• YOUR INSTRUCTIONS: Present the lines of the listing below, from the line containing "[mark] the metal" through the end of the listing, as a Markdown table with the columns Row and Text. Number each line in Row, put the line itself in Text, and leave out blank lines.

• DATASET EXCERPTS:
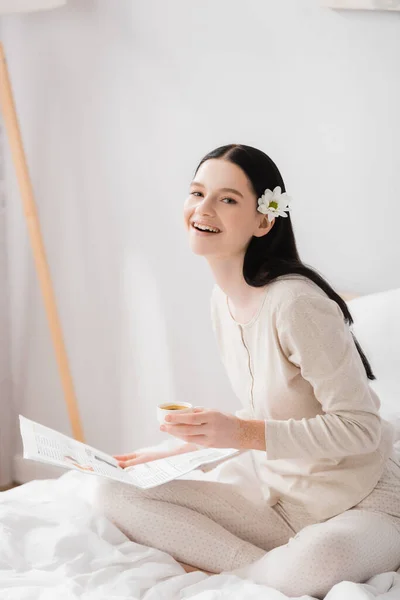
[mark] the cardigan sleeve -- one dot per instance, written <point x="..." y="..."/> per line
<point x="314" y="336"/>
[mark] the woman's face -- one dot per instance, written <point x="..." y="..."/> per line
<point x="220" y="196"/>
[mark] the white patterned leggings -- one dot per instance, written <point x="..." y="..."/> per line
<point x="211" y="526"/>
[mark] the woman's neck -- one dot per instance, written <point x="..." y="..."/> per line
<point x="228" y="275"/>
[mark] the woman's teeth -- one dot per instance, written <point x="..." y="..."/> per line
<point x="205" y="229"/>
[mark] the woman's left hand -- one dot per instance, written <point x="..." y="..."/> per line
<point x="208" y="428"/>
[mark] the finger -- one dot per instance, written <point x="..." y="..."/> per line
<point x="180" y="430"/>
<point x="194" y="418"/>
<point x="124" y="456"/>
<point x="200" y="440"/>
<point x="135" y="461"/>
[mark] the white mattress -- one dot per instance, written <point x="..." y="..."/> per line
<point x="53" y="546"/>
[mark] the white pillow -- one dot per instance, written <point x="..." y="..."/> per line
<point x="377" y="329"/>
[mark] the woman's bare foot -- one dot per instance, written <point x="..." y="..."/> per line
<point x="190" y="569"/>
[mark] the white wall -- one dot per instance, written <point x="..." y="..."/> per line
<point x="118" y="101"/>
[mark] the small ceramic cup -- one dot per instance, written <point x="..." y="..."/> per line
<point x="164" y="409"/>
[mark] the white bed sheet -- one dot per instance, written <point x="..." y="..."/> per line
<point x="54" y="546"/>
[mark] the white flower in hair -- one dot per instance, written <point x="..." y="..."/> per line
<point x="274" y="204"/>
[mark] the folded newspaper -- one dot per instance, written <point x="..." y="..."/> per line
<point x="46" y="445"/>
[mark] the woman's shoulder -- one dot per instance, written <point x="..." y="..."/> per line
<point x="287" y="288"/>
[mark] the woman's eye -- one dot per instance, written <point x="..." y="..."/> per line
<point x="200" y="193"/>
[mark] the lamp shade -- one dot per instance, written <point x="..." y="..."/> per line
<point x="16" y="6"/>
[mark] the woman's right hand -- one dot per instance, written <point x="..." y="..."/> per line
<point x="137" y="458"/>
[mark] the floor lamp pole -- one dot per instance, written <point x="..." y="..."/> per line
<point x="39" y="253"/>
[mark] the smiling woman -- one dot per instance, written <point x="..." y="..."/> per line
<point x="324" y="454"/>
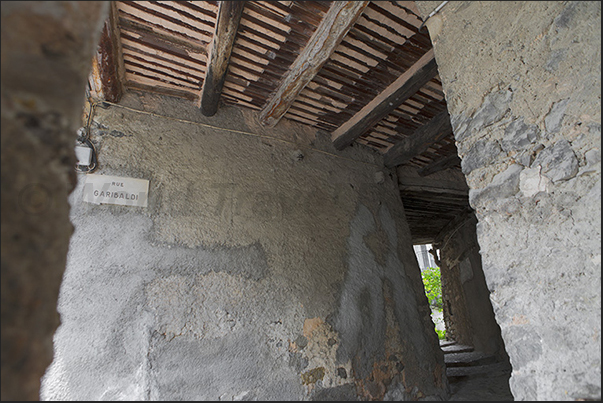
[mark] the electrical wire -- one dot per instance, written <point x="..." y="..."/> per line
<point x="85" y="139"/>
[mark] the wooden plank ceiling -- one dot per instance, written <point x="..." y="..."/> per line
<point x="363" y="71"/>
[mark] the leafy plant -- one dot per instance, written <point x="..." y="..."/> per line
<point x="433" y="287"/>
<point x="432" y="281"/>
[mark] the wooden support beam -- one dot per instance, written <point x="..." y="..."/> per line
<point x="387" y="101"/>
<point x="334" y="26"/>
<point x="433" y="131"/>
<point x="440" y="165"/>
<point x="109" y="60"/>
<point x="227" y="25"/>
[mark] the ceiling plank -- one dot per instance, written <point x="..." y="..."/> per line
<point x="440" y="165"/>
<point x="433" y="131"/>
<point x="334" y="26"/>
<point x="109" y="60"/>
<point x="227" y="24"/>
<point x="387" y="101"/>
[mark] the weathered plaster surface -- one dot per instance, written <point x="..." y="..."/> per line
<point x="256" y="272"/>
<point x="523" y="86"/>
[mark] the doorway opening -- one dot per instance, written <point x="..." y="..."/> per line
<point x="432" y="283"/>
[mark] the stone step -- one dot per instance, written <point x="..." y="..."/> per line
<point x="457" y="374"/>
<point x="468" y="359"/>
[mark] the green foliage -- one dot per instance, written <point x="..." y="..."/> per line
<point x="433" y="286"/>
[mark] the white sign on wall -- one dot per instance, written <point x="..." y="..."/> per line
<point x="116" y="190"/>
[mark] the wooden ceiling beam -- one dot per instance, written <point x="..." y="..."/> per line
<point x="419" y="74"/>
<point x="109" y="58"/>
<point x="440" y="165"/>
<point x="227" y="25"/>
<point x="334" y="26"/>
<point x="433" y="131"/>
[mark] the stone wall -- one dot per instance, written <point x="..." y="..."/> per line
<point x="265" y="267"/>
<point x="46" y="53"/>
<point x="468" y="313"/>
<point x="523" y="85"/>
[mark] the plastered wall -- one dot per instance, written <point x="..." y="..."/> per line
<point x="523" y="85"/>
<point x="264" y="268"/>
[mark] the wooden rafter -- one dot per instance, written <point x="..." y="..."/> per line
<point x="387" y="101"/>
<point x="227" y="24"/>
<point x="433" y="131"/>
<point x="335" y="25"/>
<point x="440" y="165"/>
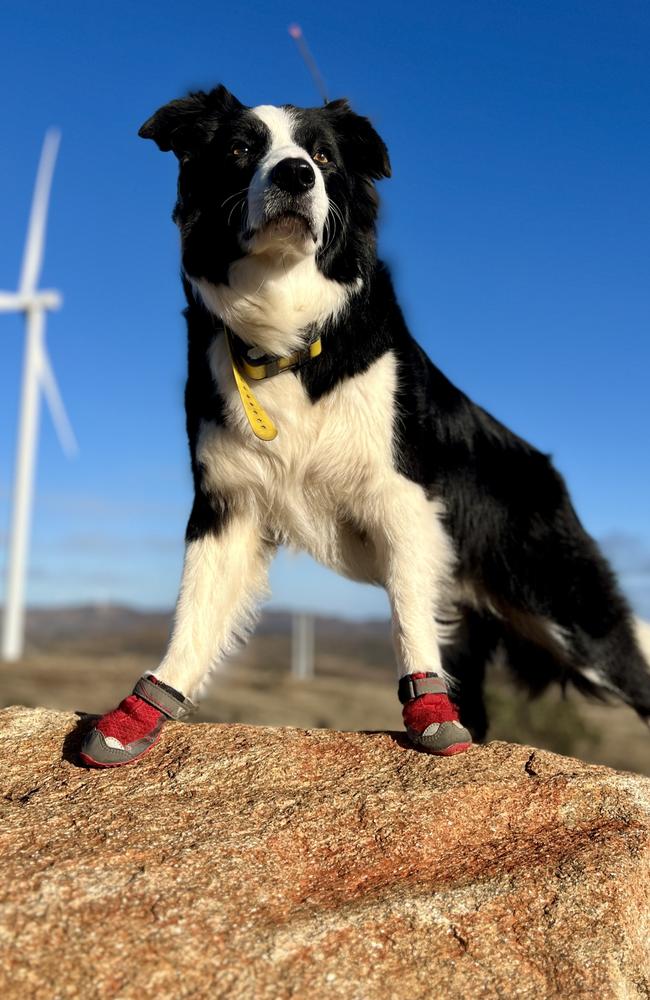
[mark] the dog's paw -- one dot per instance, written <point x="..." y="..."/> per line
<point x="432" y="723"/>
<point x="123" y="735"/>
<point x="442" y="738"/>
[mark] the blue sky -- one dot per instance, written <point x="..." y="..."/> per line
<point x="516" y="224"/>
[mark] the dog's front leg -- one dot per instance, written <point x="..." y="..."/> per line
<point x="224" y="576"/>
<point x="416" y="563"/>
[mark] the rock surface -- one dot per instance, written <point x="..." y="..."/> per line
<point x="244" y="862"/>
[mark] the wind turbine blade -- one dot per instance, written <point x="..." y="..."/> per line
<point x="51" y="392"/>
<point x="10" y="302"/>
<point x="34" y="246"/>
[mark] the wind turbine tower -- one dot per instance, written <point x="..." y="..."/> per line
<point x="34" y="304"/>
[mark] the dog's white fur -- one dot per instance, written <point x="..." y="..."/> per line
<point x="326" y="485"/>
<point x="316" y="488"/>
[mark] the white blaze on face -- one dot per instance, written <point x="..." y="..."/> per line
<point x="281" y="124"/>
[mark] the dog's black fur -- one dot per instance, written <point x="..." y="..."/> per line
<point x="524" y="560"/>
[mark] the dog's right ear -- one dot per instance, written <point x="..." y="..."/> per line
<point x="185" y="125"/>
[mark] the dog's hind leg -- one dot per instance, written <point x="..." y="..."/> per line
<point x="465" y="659"/>
<point x="224" y="576"/>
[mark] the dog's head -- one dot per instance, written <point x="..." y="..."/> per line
<point x="284" y="182"/>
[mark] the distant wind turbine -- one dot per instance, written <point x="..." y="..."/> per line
<point x="37" y="375"/>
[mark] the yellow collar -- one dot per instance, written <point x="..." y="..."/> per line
<point x="256" y="365"/>
<point x="257" y="368"/>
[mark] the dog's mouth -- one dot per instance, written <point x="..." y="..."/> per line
<point x="292" y="226"/>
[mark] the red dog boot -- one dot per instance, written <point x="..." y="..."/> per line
<point x="126" y="733"/>
<point x="430" y="718"/>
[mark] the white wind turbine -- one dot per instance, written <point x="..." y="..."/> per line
<point x="37" y="376"/>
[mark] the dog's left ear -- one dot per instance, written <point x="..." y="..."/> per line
<point x="185" y="125"/>
<point x="363" y="147"/>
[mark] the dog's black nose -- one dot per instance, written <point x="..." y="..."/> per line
<point x="293" y="175"/>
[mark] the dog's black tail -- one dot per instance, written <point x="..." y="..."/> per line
<point x="607" y="666"/>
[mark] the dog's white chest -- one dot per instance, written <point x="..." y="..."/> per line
<point x="312" y="484"/>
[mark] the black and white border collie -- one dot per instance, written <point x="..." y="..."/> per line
<point x="381" y="469"/>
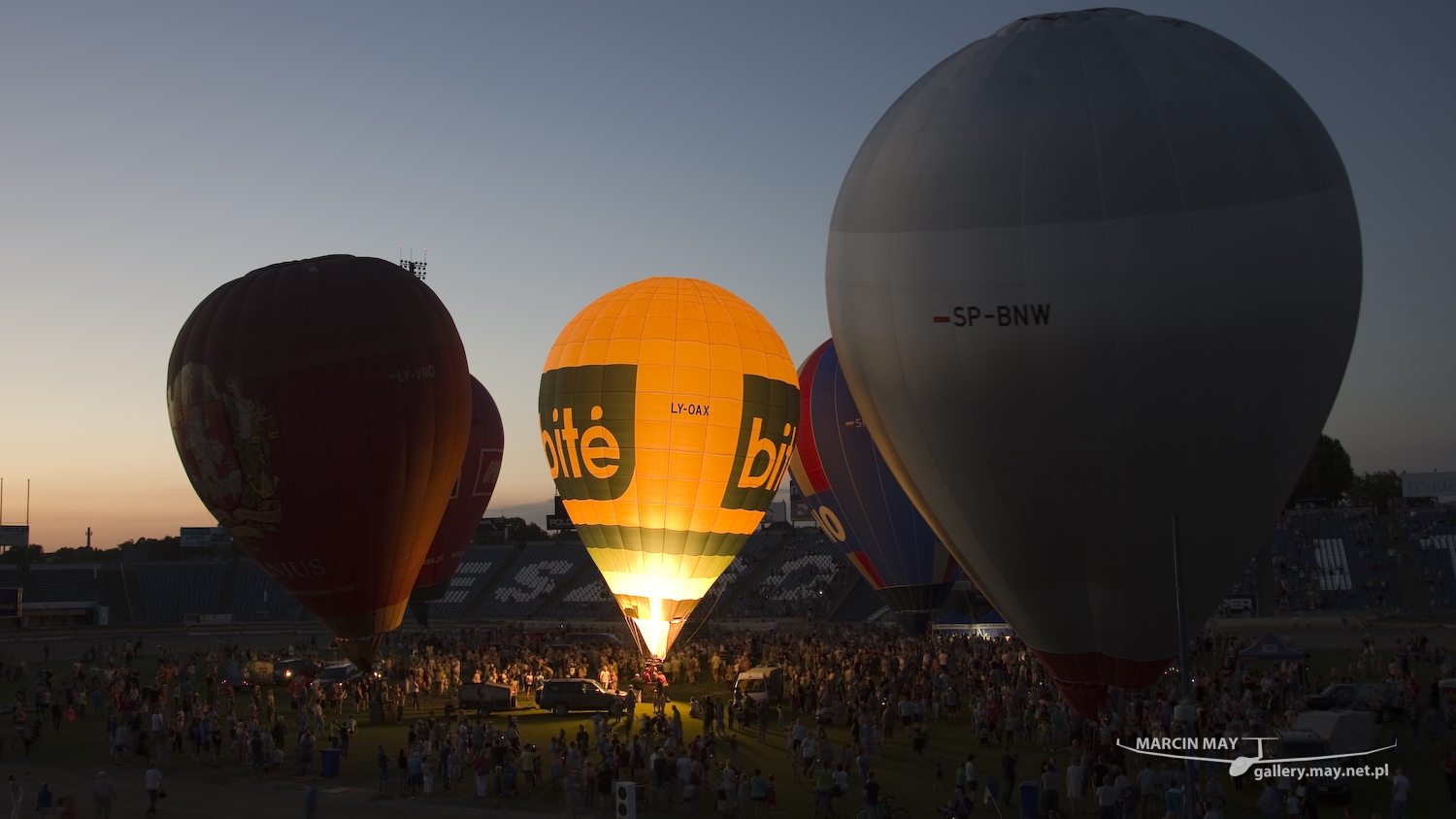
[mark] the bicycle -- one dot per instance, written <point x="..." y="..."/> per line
<point x="887" y="810"/>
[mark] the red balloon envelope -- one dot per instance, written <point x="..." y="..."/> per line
<point x="468" y="501"/>
<point x="320" y="410"/>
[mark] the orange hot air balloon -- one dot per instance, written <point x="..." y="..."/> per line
<point x="320" y="410"/>
<point x="667" y="413"/>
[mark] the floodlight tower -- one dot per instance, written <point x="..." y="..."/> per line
<point x="416" y="268"/>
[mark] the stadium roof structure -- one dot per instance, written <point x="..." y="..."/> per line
<point x="1272" y="647"/>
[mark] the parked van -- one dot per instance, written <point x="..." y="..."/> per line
<point x="762" y="682"/>
<point x="485" y="697"/>
<point x="1347" y="732"/>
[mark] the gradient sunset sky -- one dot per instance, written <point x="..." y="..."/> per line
<point x="546" y="153"/>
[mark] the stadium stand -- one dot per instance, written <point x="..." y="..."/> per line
<point x="754" y="550"/>
<point x="1430" y="534"/>
<point x="172" y="589"/>
<point x="258" y="598"/>
<point x="472" y="574"/>
<point x="530" y="580"/>
<point x="804" y="576"/>
<point x="67" y="583"/>
<point x="587" y="600"/>
<point x="1331" y="559"/>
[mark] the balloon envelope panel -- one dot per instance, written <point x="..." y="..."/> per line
<point x="469" y="498"/>
<point x="856" y="499"/>
<point x="667" y="413"/>
<point x="320" y="410"/>
<point x="1089" y="273"/>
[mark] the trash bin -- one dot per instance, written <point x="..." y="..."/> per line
<point x="329" y="763"/>
<point x="1028" y="801"/>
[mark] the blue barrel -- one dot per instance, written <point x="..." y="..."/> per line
<point x="331" y="761"/>
<point x="1028" y="801"/>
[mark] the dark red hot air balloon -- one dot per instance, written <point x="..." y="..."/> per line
<point x="468" y="501"/>
<point x="320" y="410"/>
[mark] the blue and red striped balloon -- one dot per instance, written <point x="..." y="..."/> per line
<point x="856" y="499"/>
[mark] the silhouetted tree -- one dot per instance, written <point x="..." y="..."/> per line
<point x="1376" y="489"/>
<point x="1328" y="473"/>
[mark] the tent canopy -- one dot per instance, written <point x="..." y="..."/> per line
<point x="1272" y="647"/>
<point x="955" y="618"/>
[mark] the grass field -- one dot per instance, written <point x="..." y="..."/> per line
<point x="906" y="777"/>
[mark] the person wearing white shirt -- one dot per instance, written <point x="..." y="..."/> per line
<point x="1075" y="787"/>
<point x="1400" y="796"/>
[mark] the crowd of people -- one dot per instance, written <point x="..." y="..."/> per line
<point x="850" y="694"/>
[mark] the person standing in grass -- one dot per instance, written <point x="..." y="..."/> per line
<point x="153" y="780"/>
<point x="17" y="793"/>
<point x="43" y="801"/>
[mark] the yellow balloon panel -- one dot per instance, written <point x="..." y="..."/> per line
<point x="667" y="413"/>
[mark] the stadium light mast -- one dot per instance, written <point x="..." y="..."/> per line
<point x="1184" y="713"/>
<point x="415" y="268"/>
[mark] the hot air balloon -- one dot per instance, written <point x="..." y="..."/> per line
<point x="1086" y="274"/>
<point x="667" y="414"/>
<point x="320" y="410"/>
<point x="468" y="501"/>
<point x="856" y="501"/>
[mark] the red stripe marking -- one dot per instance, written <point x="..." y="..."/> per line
<point x="804" y="443"/>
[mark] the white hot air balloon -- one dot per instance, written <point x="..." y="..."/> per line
<point x="1089" y="273"/>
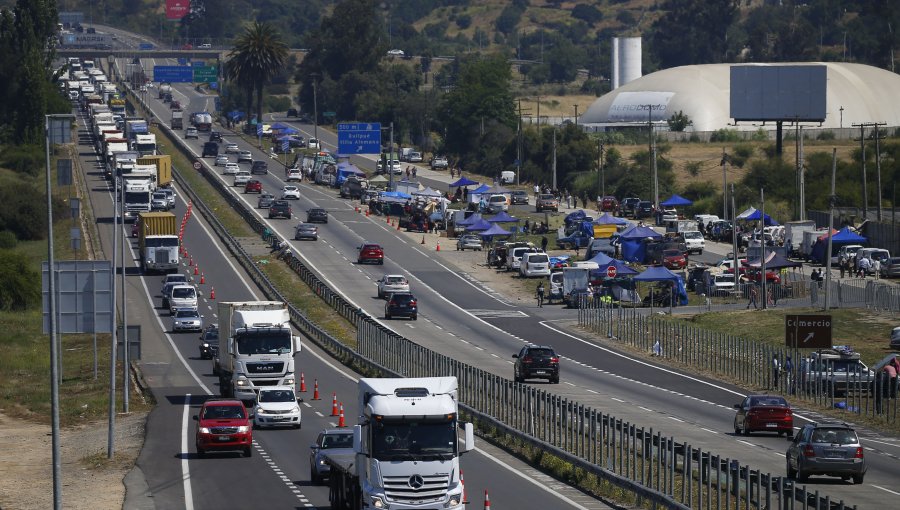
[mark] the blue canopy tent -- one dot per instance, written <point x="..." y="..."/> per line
<point x="676" y="201"/>
<point x="661" y="274"/>
<point x="843" y="237"/>
<point x="634" y="242"/>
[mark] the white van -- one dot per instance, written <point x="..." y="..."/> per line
<point x="534" y="264"/>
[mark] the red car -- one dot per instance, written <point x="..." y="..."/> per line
<point x="253" y="186"/>
<point x="370" y="252"/>
<point x="224" y="425"/>
<point x="674" y="259"/>
<point x="770" y="413"/>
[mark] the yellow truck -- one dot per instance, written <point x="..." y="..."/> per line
<point x="163" y="164"/>
<point x="158" y="242"/>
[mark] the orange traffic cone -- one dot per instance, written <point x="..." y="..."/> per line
<point x="341" y="423"/>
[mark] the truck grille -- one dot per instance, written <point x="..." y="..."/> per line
<point x="265" y="368"/>
<point x="416" y="488"/>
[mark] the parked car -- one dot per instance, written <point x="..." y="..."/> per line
<point x="391" y="283"/>
<point x="370" y="252"/>
<point x="764" y="413"/>
<point x="327" y="442"/>
<point x="280" y="209"/>
<point x="317" y="215"/>
<point x="277" y="406"/>
<point x="187" y="320"/>
<point x="265" y="200"/>
<point x="469" y="242"/>
<point x="536" y="362"/>
<point x="827" y="448"/>
<point x="223" y="425"/>
<point x="306" y="231"/>
<point x="401" y="304"/>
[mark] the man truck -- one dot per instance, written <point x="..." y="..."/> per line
<point x="258" y="346"/>
<point x="158" y="242"/>
<point x="405" y="448"/>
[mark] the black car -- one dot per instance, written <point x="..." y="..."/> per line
<point x="536" y="362"/>
<point x="259" y="167"/>
<point x="280" y="209"/>
<point x="209" y="342"/>
<point x="317" y="215"/>
<point x="401" y="304"/>
<point x="210" y="149"/>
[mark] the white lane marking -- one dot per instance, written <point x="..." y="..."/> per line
<point x="185" y="468"/>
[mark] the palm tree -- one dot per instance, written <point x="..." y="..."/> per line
<point x="258" y="55"/>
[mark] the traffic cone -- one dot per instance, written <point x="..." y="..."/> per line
<point x="341" y="423"/>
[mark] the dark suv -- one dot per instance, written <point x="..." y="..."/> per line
<point x="402" y="304"/>
<point x="536" y="362"/>
<point x="829" y="448"/>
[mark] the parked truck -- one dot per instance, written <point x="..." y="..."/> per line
<point x="158" y="242"/>
<point x="405" y="448"/>
<point x="258" y="347"/>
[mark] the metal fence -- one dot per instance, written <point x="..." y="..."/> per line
<point x="655" y="469"/>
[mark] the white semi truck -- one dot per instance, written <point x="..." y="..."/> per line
<point x="257" y="348"/>
<point x="405" y="448"/>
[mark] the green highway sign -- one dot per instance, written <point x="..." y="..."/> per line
<point x="206" y="74"/>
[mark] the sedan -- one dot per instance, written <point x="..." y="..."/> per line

• SOLUTION FOR THIS PROBLEM:
| Row | Text |
|---|---|
| 1 | [mark] the metal fence -- one dot per instance, written <point x="..." y="..."/> per line |
| 2 | <point x="655" y="469"/> |
| 3 | [mark] the white semi truck -- one dot per instance, written <point x="..." y="..."/> per line |
| 4 | <point x="257" y="348"/> |
| 5 | <point x="405" y="448"/> |
| 6 | [mark] the green highway sign -- one dot per instance, written <point x="..." y="..."/> per line |
| 7 | <point x="206" y="74"/> |
| 8 | [mark] the sedan -- one dot per instance, written <point x="..." y="..."/> per line |